TEXT:
I left the path again, heading in a diagonal through two low rises. I came to another footpath and became confused—was this part of the first one that somehow doubled around or was it a different one entirely? I decided to ignore it and continue on my way. I came to a fence and hesitated. I wasn’t sure if it was electrified but I also didn’t want to become more lost looking for a gate. I took the risk and was happy to find that it didn’t zap me. I continued on like this until I found the road at the bottom but now I had a problem—I didn’t recognize where I was at all. This was a part of the park I’d never been in before. I decided to keep the mountain to my left since I knew that with it to my left, the path out would be to my right and I would definitely recognize it if I saw it. I began to walk, reciting a long Spanish ensayo (essay) that I’d memorized to pass the time. As the night wore on, I made increasingly bad decisions influenced by anxiety and my growing exhaustion. At one point I worried that I was gaining altitude and beginning to ascend the mountain again so I doubled back and changed direction. I eventually came to a set of bathrooms that I recognized from a previous time I’d been in the park and decided to take what I thought was a shortcut. This led me to a roundabout which left me thoroughly confused. I didn’t remember this at all. I wandered some more, at one point walking through stone steps that led me to a grove of tall conifer trees, to other end of which lay a well manicured field lined by an evenly spaced row of deciduous trees. I decided to walk to the road so I could read my watch but as I reached the light I saw a man walking towards me. He didn’t look menacing so I asked him if he knew where Campbell Road was and he first pointed one way and then the other. As we talked I realized he didn’t speak much English but he insisted that I follow him. “It’s not safe here at night,” he told me. I might be dumb enough to get myself lost on a mountain but I’m not dumb enough to follow a strange man god knows where. I turned and ran, not noticing the direction I was going. 



Trees growing in a deceptively large bowl

I slowed after a safe distance and walked to a barbecue area with a bathroom inlaid in the ground. I tried to find a map of the park but there was nothing. From vague memories of the park from months ago, I knew this was wrong and that I was nowhere near where I wanted to be. I wandered some more and came to the sakura grove that blooms vibrant pink in the springtime. This I recognized—my coworkers and I had come here after work when they were in full bloom. Now I knew that I was near my former workplace—Greenlane Clinical Centre. 


I had once, months ago, been on a date in the park after work and we had entered the park from exactly where I had parked my car tonight so I knew it was a 40 minute walk back to my car from the clinical centre but I didn’t know in which direction since I’d said fuck that and driven to the date. I began to panic, my mind filling with visions of me settling down to sleep in the cow pasture cuddled with a heifer for warmth. Or worse, walking another circuit around this goddamn mountain and not finding my way out. My mind churned out possibilities: almost everything was closed by now but maybe I could walk to the Mobil station by the racetrack opposite the clinical centre and they might charge my phone enough for me to get directions or an Uber back to my car. I knew from when my cord died in Christchurch that most gas stations here don’t sell charging cables like they do back home so it would depend on whether the person working had brought one. But I didn’t even know if they’d be open and the thought of walking that far only to be disappointed depressed me. It had been four hours since I entered the park and my feet hurt after so much walking. I felt absolutely wrung out and my body begged for sleep. 


View of the obelisk from one edge of the park




My only other option was to walk up Manukau Road and knock on Amelia’s window to ask to crash at hers. I dropped my face into my hands in exhaustion. I could already feel how much teasing I was going to get for this, and not just from Amelia. Well, it’s no one’s fault but your own, I thought and began to trudge in that direction.

TASK INSTRUCTIONS:
a - In the park passage, what was the name of the narrator's former workplace?
b - Write out the part of the park passage starting with "View of the" and going on through "in that direction.", word for word.

INFORMATION SHOWN:

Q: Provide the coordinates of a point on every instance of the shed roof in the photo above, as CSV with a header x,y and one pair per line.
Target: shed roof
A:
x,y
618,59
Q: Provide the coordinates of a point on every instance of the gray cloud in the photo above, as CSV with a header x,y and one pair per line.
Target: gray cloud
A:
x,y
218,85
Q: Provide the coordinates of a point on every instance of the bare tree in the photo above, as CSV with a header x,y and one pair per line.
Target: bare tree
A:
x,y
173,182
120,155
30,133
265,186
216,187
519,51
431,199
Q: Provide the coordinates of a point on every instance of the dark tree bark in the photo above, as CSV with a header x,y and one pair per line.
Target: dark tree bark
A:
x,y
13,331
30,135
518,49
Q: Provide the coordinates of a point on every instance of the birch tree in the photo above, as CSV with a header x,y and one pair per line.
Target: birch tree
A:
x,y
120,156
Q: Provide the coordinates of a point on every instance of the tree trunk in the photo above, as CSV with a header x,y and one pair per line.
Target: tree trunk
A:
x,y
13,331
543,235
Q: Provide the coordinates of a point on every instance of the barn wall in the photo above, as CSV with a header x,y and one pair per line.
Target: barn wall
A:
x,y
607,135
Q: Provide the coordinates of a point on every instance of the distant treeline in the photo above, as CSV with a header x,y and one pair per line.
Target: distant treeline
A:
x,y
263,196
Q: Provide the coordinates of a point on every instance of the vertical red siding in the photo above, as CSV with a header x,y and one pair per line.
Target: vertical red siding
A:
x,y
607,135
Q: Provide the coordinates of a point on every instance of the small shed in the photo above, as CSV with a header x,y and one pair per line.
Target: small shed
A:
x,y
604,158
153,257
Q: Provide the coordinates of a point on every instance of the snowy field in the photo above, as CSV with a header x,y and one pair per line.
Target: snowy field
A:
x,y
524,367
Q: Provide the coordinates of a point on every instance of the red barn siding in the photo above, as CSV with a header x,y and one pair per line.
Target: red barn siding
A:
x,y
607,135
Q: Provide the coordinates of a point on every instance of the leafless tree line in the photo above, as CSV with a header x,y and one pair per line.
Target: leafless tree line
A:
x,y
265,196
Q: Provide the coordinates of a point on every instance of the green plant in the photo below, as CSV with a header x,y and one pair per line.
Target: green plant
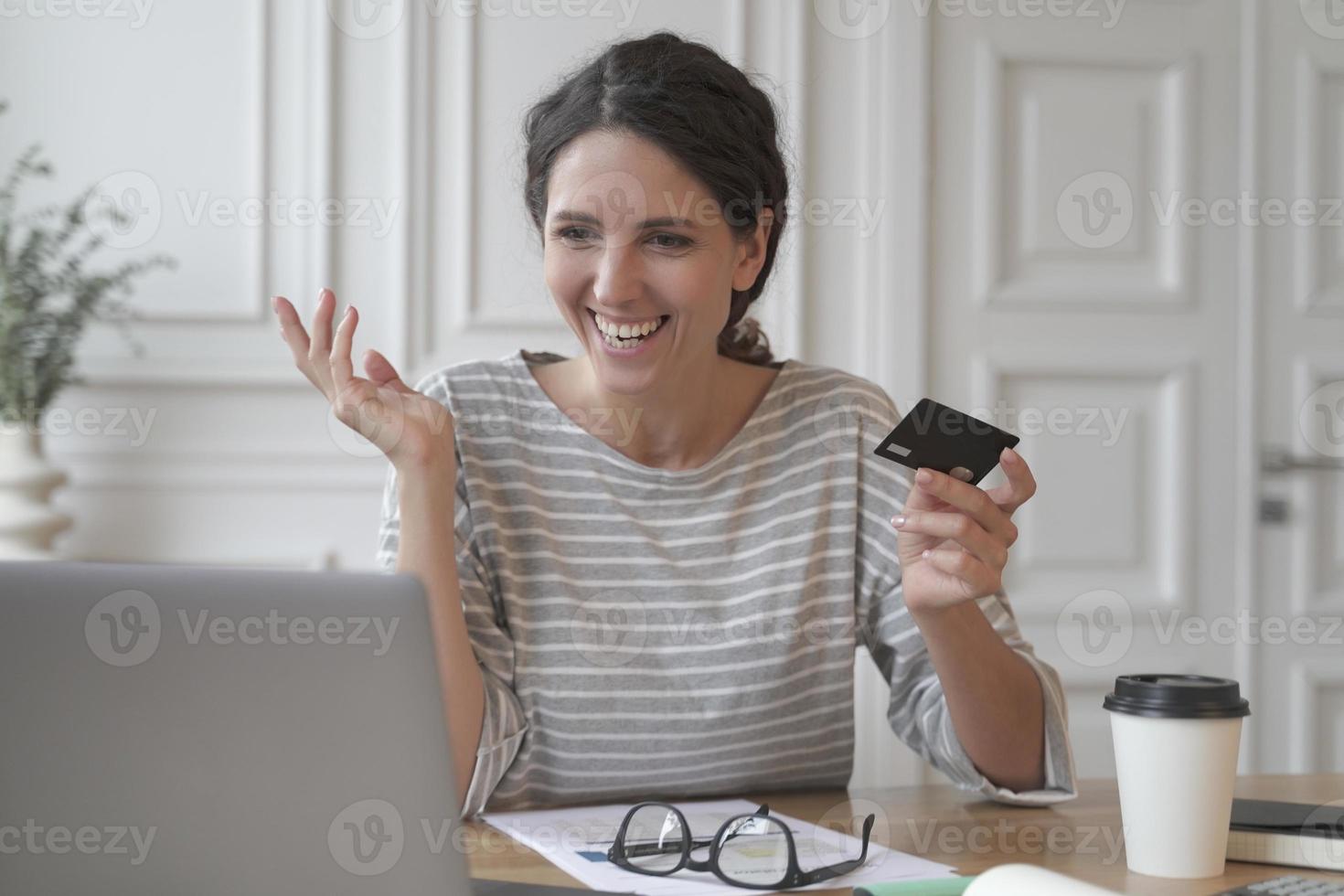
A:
x,y
46,293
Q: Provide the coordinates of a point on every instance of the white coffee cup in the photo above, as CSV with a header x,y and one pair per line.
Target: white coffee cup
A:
x,y
1176,741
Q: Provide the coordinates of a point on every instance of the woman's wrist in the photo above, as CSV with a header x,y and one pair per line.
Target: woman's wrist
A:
x,y
428,466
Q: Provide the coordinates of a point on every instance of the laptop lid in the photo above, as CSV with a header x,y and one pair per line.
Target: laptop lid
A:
x,y
199,730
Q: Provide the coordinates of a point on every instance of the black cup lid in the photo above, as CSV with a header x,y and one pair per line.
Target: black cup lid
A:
x,y
1178,696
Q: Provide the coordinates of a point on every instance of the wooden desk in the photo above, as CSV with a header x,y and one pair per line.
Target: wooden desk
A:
x,y
1081,837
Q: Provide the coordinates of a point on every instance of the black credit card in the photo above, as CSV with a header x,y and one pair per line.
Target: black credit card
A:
x,y
945,440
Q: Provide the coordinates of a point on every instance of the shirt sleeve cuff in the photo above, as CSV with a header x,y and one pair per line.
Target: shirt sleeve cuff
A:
x,y
502,736
1061,775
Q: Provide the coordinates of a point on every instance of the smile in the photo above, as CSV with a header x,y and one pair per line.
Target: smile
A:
x,y
625,337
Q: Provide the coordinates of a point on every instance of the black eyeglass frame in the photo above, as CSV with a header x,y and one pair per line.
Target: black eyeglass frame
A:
x,y
794,875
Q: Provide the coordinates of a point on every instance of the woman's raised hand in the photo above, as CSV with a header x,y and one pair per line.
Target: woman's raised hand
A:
x,y
411,429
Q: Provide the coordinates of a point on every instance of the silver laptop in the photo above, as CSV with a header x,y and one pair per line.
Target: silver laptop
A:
x,y
197,730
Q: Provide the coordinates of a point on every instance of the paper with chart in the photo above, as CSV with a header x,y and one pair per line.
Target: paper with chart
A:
x,y
575,840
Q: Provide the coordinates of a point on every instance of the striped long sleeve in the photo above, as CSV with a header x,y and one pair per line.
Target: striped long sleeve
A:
x,y
503,726
918,709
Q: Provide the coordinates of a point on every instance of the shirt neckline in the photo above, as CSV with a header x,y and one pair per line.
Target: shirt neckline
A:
x,y
519,359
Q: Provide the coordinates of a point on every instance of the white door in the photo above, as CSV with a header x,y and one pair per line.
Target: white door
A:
x,y
1300,422
1075,303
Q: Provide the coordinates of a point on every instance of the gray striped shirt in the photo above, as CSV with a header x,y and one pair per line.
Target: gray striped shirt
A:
x,y
649,633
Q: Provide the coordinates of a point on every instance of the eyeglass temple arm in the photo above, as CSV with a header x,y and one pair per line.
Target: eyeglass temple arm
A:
x,y
846,867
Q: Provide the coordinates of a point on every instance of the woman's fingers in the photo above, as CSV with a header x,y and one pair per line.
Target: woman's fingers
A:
x,y
961,529
969,498
292,331
320,341
1020,484
382,372
340,364
968,574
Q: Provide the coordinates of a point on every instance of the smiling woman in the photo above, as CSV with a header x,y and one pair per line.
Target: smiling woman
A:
x,y
671,607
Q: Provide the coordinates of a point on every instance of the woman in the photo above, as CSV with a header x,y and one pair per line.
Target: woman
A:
x,y
657,590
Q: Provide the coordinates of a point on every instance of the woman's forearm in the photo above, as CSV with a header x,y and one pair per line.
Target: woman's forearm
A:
x,y
994,696
428,506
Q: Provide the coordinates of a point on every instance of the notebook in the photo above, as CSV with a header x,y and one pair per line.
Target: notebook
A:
x,y
1280,833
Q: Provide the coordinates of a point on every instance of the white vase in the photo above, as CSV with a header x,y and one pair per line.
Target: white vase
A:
x,y
28,524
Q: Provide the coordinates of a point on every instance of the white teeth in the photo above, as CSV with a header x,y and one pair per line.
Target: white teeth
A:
x,y
625,335
626,331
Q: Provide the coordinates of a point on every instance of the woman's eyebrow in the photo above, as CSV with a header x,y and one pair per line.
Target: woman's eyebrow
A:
x,y
585,218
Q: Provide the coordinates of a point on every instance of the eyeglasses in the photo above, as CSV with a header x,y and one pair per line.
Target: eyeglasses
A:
x,y
750,850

EXPECTED OUTPUTS:
a - Greenlane Clinical Centre

b -
View of the obelisk from one edge of the park




My only other option was to walk up Manukau Road and knock on Amelia’s window to ask to crash at hers. I dropped my face into my hands in exhaustion. I could already feel how much teasing I was going to get for this, and not just from Amelia. Well, it’s no one’s fault but your own, I thought and began to trudge in that direction.